PROBLEM TO SOLVE
Print every item below verbatim, reproducing each line character for character.

--------------------------------

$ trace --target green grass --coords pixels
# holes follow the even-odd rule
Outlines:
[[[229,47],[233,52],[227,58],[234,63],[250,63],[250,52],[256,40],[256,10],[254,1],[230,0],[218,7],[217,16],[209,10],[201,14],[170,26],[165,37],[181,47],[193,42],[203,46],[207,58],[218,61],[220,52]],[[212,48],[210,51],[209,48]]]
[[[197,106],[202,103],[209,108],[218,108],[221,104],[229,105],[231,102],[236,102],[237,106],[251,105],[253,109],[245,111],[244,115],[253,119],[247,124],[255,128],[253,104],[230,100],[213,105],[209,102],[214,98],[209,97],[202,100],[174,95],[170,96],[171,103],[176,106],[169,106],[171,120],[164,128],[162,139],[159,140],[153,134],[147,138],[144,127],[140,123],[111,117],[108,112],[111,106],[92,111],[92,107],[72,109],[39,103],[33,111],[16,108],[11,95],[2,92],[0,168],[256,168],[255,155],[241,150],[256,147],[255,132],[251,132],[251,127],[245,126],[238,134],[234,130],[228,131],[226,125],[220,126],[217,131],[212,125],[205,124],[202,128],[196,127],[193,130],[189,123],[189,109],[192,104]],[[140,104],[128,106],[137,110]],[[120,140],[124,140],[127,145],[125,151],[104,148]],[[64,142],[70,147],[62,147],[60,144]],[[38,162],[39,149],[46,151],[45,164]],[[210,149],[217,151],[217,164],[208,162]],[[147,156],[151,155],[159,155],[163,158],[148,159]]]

--------------------------------

OUTPUT OF THE EXERCISE
$ trace --target green grass --coords pixels
# holes follow the even-odd rule
Outlines:
[[[229,47],[233,52],[227,58],[234,63],[250,63],[250,52],[256,40],[256,10],[254,1],[230,0],[218,7],[217,16],[209,10],[201,14],[170,26],[165,37],[181,47],[193,42],[203,46],[207,58],[218,61],[220,52]],[[212,48],[210,51],[209,48]]]
[[[197,106],[202,103],[209,108],[218,108],[221,104],[229,105],[231,102],[236,102],[237,106],[251,105],[253,109],[245,111],[244,115],[253,119],[247,124],[255,128],[253,104],[230,100],[213,105],[209,102],[214,98],[209,97],[202,100],[174,95],[170,96],[171,103],[176,106],[169,106],[171,120],[164,128],[162,139],[159,140],[153,134],[147,138],[144,127],[140,123],[111,117],[108,112],[111,106],[92,111],[92,107],[72,109],[39,103],[33,111],[16,108],[11,95],[2,92],[0,168],[256,168],[255,155],[241,150],[256,147],[255,132],[251,132],[251,127],[245,126],[238,134],[234,130],[228,131],[226,125],[220,126],[217,131],[212,125],[205,124],[202,128],[196,127],[193,130],[189,123],[189,109],[192,104]],[[140,104],[128,106],[137,110]],[[120,140],[124,140],[127,145],[125,151],[104,148]],[[64,142],[70,147],[62,147],[60,144]],[[38,162],[39,149],[46,151],[45,164]],[[210,149],[217,151],[217,164],[208,162]],[[147,156],[151,155],[159,155],[163,158],[148,159]]]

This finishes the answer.